Instructions to follow:
Below are lines of data. Give the number of them that contain the string "woodland", and nothing else.

Dataset records:
******

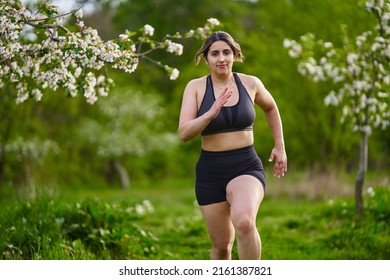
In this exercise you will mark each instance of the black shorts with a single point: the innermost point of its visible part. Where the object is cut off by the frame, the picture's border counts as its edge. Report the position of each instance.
(214, 170)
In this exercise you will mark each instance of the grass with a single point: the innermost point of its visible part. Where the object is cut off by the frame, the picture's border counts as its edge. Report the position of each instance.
(160, 221)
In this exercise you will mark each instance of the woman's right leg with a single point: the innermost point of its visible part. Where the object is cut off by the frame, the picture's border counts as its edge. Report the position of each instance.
(220, 228)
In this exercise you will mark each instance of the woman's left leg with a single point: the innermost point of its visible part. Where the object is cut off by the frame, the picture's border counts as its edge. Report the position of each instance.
(245, 194)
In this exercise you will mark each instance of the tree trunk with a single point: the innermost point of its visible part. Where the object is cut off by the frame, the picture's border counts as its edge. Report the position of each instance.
(122, 172)
(361, 173)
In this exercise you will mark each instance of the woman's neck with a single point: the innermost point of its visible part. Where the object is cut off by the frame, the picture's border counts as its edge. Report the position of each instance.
(222, 81)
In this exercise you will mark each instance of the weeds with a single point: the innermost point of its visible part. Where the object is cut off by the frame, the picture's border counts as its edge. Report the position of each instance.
(170, 226)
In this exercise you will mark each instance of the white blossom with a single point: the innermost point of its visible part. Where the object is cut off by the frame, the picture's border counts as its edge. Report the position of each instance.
(123, 37)
(174, 47)
(149, 30)
(213, 21)
(174, 74)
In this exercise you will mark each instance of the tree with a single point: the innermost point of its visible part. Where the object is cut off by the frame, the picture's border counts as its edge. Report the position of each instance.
(360, 71)
(130, 125)
(39, 52)
(43, 51)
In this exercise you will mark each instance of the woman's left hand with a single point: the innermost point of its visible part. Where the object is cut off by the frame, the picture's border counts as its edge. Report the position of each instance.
(280, 157)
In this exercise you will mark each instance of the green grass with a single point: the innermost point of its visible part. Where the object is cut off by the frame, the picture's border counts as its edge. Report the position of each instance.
(111, 223)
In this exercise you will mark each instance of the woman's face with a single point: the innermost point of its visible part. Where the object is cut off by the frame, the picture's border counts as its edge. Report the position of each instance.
(220, 57)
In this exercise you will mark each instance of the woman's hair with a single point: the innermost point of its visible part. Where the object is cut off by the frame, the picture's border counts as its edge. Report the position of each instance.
(219, 36)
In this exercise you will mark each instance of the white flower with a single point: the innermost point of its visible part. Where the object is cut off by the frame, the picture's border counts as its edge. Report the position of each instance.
(174, 74)
(213, 21)
(123, 37)
(174, 47)
(328, 45)
(149, 30)
(79, 13)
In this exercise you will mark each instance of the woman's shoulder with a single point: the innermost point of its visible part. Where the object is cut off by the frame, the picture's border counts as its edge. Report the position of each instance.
(197, 82)
(248, 80)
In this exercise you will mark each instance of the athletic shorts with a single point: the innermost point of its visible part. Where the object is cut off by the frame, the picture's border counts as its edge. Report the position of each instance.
(214, 170)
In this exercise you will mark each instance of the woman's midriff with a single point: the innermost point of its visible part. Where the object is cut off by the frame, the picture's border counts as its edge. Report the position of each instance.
(227, 141)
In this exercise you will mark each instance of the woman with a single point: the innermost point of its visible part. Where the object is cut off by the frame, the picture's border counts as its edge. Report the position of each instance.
(230, 180)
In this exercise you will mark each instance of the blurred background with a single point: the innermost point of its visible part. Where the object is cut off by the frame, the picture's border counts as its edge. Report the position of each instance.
(131, 135)
(113, 181)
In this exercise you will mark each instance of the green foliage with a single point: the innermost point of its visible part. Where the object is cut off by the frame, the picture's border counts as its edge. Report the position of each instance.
(122, 225)
(314, 136)
(48, 228)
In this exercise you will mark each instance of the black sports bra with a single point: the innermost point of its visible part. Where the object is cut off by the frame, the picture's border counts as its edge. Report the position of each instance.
(230, 118)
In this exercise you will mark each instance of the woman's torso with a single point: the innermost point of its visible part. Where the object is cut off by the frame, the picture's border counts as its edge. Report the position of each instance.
(241, 99)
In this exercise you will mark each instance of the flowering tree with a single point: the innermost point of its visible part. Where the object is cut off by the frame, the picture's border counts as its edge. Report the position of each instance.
(38, 52)
(128, 126)
(360, 72)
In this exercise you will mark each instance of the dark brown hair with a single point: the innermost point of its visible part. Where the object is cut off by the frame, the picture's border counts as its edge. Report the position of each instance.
(219, 36)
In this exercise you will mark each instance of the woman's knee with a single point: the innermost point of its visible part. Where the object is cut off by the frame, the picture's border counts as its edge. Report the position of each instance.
(223, 247)
(244, 225)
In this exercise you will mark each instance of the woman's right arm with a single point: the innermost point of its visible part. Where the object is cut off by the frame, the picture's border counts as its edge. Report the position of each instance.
(189, 124)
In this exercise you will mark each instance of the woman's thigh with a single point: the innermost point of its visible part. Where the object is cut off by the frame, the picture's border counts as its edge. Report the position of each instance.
(218, 222)
(244, 194)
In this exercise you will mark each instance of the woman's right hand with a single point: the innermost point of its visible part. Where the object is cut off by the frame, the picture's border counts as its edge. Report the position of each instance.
(220, 102)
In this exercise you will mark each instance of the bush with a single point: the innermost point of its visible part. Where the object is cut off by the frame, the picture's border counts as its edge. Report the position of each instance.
(51, 229)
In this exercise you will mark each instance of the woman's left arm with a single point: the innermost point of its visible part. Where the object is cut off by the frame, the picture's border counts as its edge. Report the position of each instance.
(265, 100)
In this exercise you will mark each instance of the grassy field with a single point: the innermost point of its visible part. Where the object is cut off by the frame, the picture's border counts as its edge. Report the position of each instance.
(160, 221)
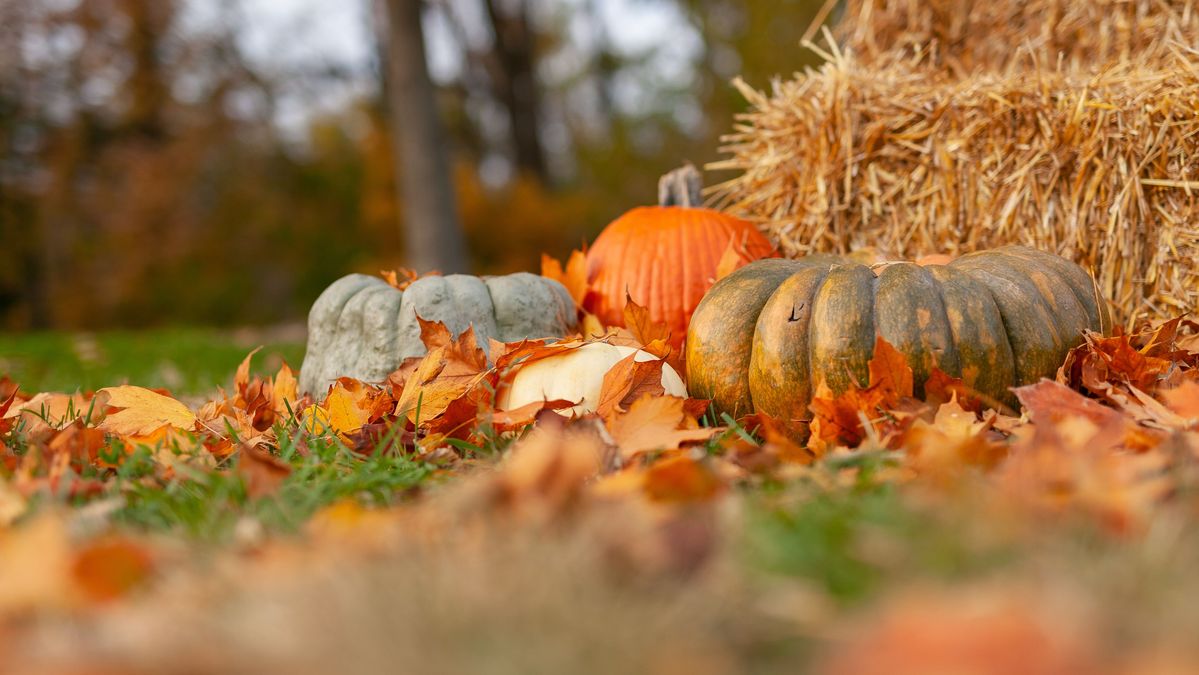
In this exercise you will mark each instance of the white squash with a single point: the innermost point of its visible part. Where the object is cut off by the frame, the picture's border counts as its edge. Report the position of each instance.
(577, 375)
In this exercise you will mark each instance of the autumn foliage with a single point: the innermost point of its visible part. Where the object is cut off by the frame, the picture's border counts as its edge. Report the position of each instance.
(1106, 443)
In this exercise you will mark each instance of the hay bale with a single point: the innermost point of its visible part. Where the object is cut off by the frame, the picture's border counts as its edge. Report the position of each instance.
(1102, 169)
(963, 36)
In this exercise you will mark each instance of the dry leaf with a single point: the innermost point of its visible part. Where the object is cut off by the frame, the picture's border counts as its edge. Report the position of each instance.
(138, 411)
(655, 422)
(109, 568)
(627, 381)
(681, 480)
(573, 277)
(446, 373)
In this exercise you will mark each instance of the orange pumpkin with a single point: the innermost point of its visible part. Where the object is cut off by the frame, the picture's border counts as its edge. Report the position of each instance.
(666, 257)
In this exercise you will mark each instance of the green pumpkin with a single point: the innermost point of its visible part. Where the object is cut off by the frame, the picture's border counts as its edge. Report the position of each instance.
(765, 337)
(362, 327)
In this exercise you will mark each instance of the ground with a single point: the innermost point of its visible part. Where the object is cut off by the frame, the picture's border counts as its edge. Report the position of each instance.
(523, 552)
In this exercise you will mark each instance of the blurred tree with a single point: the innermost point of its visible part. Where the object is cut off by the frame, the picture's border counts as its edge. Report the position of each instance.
(152, 170)
(433, 233)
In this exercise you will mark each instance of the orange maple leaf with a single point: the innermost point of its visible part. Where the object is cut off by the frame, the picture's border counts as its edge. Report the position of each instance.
(843, 419)
(655, 422)
(573, 277)
(137, 411)
(626, 381)
(681, 478)
(446, 373)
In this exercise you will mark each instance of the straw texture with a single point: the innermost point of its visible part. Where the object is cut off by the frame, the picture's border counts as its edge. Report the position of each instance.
(966, 35)
(1101, 168)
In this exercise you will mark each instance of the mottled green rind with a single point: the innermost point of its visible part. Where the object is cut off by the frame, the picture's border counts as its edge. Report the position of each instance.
(984, 356)
(766, 336)
(719, 338)
(909, 313)
(842, 332)
(779, 384)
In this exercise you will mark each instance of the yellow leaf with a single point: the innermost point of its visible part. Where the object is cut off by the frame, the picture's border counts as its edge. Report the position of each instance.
(284, 391)
(143, 411)
(315, 420)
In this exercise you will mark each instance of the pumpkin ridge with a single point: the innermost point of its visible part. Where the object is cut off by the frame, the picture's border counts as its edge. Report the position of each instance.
(1030, 355)
(909, 313)
(809, 356)
(1077, 279)
(984, 350)
(1067, 312)
(359, 320)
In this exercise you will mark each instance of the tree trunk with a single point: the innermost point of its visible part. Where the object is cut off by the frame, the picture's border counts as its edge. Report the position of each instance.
(516, 83)
(433, 234)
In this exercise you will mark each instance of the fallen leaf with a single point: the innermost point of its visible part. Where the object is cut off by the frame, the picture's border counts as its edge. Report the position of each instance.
(573, 277)
(284, 392)
(890, 374)
(654, 422)
(544, 474)
(681, 480)
(627, 381)
(343, 415)
(1184, 399)
(1050, 402)
(446, 373)
(643, 326)
(134, 410)
(885, 407)
(109, 568)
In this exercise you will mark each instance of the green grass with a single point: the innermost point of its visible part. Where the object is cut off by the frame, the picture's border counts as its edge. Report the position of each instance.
(209, 505)
(854, 541)
(186, 361)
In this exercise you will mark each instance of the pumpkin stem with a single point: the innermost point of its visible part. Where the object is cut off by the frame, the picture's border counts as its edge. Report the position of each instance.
(681, 187)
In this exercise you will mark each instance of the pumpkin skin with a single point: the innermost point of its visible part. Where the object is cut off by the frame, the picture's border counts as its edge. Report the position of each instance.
(362, 327)
(765, 336)
(577, 375)
(666, 257)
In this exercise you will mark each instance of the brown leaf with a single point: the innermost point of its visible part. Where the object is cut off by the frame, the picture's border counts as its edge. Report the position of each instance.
(139, 411)
(80, 443)
(445, 373)
(890, 374)
(402, 278)
(1184, 399)
(1052, 402)
(643, 327)
(779, 438)
(520, 417)
(573, 277)
(434, 333)
(654, 422)
(681, 480)
(953, 439)
(626, 381)
(241, 378)
(941, 387)
(546, 472)
(284, 391)
(109, 568)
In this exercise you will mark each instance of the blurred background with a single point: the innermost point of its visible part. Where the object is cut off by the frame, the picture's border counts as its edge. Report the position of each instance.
(218, 162)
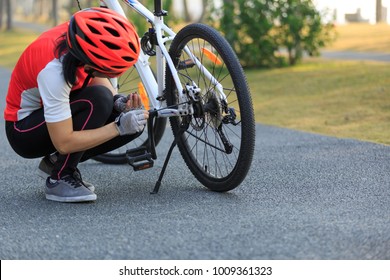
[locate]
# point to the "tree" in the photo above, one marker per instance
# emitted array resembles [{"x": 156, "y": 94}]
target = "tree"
[
  {"x": 9, "y": 14},
  {"x": 1, "y": 14},
  {"x": 55, "y": 12},
  {"x": 259, "y": 30}
]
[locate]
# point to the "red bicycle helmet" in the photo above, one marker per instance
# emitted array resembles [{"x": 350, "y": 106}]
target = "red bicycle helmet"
[{"x": 103, "y": 39}]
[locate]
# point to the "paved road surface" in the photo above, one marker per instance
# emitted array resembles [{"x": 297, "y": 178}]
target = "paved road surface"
[{"x": 306, "y": 197}]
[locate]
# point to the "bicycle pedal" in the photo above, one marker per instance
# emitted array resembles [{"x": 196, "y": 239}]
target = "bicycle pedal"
[{"x": 139, "y": 158}]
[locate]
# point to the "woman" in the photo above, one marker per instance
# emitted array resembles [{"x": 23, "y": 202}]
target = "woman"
[{"x": 61, "y": 104}]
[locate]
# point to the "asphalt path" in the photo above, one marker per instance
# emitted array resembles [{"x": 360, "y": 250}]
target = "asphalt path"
[{"x": 307, "y": 196}]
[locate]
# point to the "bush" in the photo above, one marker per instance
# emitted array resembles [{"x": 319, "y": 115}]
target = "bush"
[{"x": 260, "y": 30}]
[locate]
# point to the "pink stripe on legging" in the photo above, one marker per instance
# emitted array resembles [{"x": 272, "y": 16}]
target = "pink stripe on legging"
[{"x": 82, "y": 128}]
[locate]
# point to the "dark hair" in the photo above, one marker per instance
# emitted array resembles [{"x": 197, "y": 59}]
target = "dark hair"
[{"x": 69, "y": 62}]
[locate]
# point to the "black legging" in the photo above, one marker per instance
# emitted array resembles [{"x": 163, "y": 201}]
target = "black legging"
[{"x": 91, "y": 108}]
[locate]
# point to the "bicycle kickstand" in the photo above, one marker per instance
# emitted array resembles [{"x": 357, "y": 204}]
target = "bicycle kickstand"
[{"x": 174, "y": 143}]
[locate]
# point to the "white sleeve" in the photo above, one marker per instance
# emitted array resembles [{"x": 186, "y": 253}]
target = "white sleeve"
[{"x": 54, "y": 92}]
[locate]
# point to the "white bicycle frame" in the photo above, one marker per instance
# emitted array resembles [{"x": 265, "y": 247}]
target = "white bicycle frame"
[{"x": 155, "y": 88}]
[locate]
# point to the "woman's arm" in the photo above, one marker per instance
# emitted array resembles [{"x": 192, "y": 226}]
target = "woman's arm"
[{"x": 67, "y": 141}]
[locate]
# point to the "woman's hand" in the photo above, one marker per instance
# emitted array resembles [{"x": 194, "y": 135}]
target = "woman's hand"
[{"x": 123, "y": 104}]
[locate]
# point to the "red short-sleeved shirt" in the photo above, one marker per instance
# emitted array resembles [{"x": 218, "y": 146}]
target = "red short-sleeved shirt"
[{"x": 37, "y": 81}]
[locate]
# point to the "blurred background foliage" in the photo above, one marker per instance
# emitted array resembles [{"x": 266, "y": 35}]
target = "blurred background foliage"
[{"x": 264, "y": 33}]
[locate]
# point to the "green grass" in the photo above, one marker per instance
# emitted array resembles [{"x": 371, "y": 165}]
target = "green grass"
[
  {"x": 343, "y": 99},
  {"x": 12, "y": 43}
]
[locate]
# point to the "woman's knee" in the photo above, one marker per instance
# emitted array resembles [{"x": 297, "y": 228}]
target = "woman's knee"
[{"x": 102, "y": 99}]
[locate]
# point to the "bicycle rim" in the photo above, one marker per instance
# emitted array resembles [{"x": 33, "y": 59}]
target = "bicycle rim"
[{"x": 218, "y": 143}]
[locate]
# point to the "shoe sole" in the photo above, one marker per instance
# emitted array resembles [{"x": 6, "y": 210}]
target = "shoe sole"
[
  {"x": 42, "y": 174},
  {"x": 86, "y": 198}
]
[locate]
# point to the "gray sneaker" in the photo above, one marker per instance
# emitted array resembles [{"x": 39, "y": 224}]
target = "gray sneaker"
[
  {"x": 46, "y": 166},
  {"x": 68, "y": 189}
]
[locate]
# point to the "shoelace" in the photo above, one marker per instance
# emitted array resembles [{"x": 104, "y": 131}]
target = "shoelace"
[{"x": 73, "y": 180}]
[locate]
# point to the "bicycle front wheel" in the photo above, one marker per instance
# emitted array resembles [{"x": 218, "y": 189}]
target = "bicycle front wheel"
[{"x": 219, "y": 138}]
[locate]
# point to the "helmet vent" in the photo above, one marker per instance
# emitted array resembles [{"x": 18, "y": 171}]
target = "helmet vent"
[
  {"x": 133, "y": 48},
  {"x": 128, "y": 58},
  {"x": 112, "y": 31},
  {"x": 98, "y": 56},
  {"x": 111, "y": 45}
]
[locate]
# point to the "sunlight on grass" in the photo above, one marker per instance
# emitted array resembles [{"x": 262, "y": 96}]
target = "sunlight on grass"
[
  {"x": 12, "y": 43},
  {"x": 362, "y": 37},
  {"x": 344, "y": 99}
]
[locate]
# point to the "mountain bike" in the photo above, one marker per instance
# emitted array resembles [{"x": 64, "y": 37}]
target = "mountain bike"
[{"x": 197, "y": 82}]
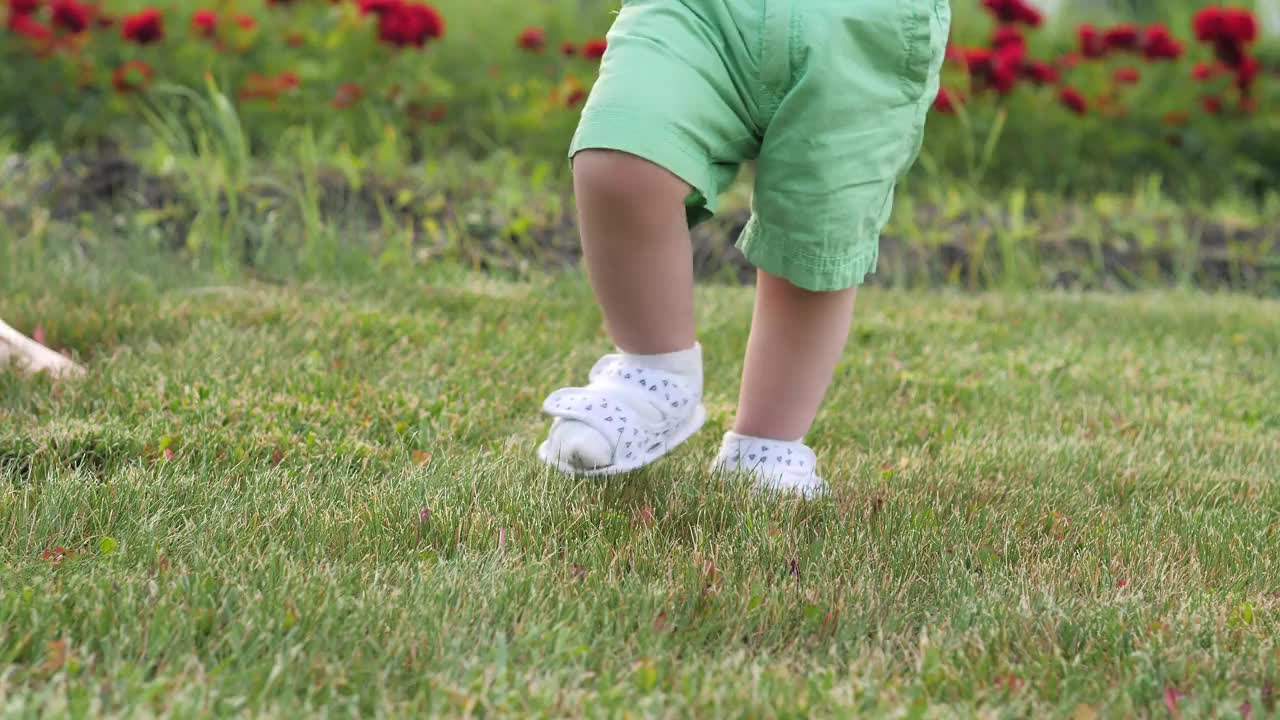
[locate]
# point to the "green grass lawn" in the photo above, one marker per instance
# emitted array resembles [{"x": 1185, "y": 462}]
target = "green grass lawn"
[{"x": 293, "y": 500}]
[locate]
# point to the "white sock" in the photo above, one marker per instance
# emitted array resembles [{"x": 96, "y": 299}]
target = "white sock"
[
  {"x": 585, "y": 446},
  {"x": 787, "y": 465}
]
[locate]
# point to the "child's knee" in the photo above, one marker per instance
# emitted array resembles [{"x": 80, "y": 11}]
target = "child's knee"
[{"x": 621, "y": 178}]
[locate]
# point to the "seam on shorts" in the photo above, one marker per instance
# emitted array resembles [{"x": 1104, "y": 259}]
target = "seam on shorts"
[
  {"x": 833, "y": 272},
  {"x": 618, "y": 136},
  {"x": 817, "y": 273},
  {"x": 915, "y": 33}
]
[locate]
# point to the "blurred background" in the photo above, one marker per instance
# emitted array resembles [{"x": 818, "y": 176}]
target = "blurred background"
[{"x": 1091, "y": 144}]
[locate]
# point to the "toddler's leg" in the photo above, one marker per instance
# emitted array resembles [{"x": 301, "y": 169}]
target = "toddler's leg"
[
  {"x": 796, "y": 338},
  {"x": 645, "y": 400},
  {"x": 636, "y": 245}
]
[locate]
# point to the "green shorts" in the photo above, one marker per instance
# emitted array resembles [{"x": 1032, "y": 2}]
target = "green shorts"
[{"x": 827, "y": 96}]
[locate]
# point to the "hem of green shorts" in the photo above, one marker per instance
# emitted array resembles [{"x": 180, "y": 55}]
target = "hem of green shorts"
[
  {"x": 636, "y": 133},
  {"x": 818, "y": 273}
]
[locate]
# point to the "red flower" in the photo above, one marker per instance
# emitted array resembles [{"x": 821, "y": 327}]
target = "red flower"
[
  {"x": 379, "y": 7},
  {"x": 1014, "y": 12},
  {"x": 1208, "y": 24},
  {"x": 533, "y": 39},
  {"x": 1041, "y": 73},
  {"x": 1160, "y": 45},
  {"x": 1123, "y": 37},
  {"x": 999, "y": 69},
  {"x": 204, "y": 22},
  {"x": 407, "y": 24},
  {"x": 1229, "y": 30},
  {"x": 1127, "y": 76},
  {"x": 1074, "y": 100},
  {"x": 30, "y": 28},
  {"x": 1240, "y": 24},
  {"x": 69, "y": 16},
  {"x": 144, "y": 27},
  {"x": 947, "y": 101},
  {"x": 1203, "y": 71},
  {"x": 1009, "y": 37},
  {"x": 594, "y": 49},
  {"x": 132, "y": 76},
  {"x": 348, "y": 94},
  {"x": 1091, "y": 42}
]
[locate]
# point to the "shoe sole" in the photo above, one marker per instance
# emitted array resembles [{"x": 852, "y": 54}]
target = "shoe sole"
[{"x": 695, "y": 423}]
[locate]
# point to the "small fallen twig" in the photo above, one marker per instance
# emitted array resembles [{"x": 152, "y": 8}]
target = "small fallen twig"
[{"x": 32, "y": 356}]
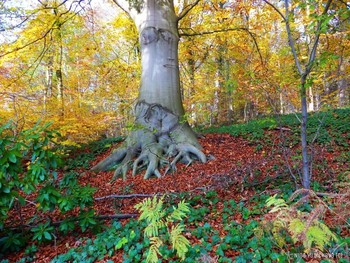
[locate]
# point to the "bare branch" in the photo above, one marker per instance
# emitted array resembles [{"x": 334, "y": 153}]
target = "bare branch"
[
  {"x": 227, "y": 30},
  {"x": 318, "y": 33},
  {"x": 186, "y": 10},
  {"x": 276, "y": 9},
  {"x": 122, "y": 7}
]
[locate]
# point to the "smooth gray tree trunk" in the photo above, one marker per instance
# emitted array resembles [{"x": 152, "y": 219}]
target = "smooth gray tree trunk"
[{"x": 161, "y": 135}]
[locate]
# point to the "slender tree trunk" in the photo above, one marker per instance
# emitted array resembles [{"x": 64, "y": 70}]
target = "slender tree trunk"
[{"x": 304, "y": 115}]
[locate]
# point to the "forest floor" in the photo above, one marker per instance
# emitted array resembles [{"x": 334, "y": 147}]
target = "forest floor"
[{"x": 242, "y": 170}]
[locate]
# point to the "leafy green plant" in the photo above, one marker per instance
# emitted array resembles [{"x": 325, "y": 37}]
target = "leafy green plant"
[
  {"x": 301, "y": 227},
  {"x": 28, "y": 163},
  {"x": 43, "y": 232},
  {"x": 153, "y": 212}
]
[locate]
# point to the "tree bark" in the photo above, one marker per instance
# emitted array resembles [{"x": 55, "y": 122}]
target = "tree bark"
[{"x": 161, "y": 131}]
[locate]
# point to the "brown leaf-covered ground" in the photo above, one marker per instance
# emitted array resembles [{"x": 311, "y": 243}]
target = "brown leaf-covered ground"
[{"x": 238, "y": 169}]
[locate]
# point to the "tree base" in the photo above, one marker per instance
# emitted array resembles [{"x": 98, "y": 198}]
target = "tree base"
[{"x": 160, "y": 139}]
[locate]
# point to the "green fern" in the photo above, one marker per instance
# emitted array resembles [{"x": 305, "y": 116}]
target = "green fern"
[
  {"x": 178, "y": 241},
  {"x": 157, "y": 218},
  {"x": 303, "y": 227}
]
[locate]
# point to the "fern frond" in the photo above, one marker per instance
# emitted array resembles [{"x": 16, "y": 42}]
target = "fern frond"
[
  {"x": 296, "y": 227},
  {"x": 179, "y": 212},
  {"x": 277, "y": 203},
  {"x": 178, "y": 241}
]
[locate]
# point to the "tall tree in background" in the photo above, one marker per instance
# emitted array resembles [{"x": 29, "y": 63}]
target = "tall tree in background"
[
  {"x": 161, "y": 130},
  {"x": 320, "y": 14}
]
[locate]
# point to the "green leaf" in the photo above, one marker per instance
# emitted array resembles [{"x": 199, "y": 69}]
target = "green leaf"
[
  {"x": 121, "y": 243},
  {"x": 47, "y": 235},
  {"x": 12, "y": 157}
]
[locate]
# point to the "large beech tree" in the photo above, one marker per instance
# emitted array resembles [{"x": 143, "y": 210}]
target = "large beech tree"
[{"x": 161, "y": 135}]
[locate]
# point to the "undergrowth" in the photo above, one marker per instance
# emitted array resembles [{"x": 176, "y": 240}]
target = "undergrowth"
[{"x": 296, "y": 233}]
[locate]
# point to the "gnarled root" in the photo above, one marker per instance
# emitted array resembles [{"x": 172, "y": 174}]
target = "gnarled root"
[{"x": 161, "y": 141}]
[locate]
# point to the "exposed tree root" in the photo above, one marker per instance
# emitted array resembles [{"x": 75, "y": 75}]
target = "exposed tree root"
[{"x": 159, "y": 140}]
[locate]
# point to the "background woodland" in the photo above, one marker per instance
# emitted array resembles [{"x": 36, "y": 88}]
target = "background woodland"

******

Exercise answer:
2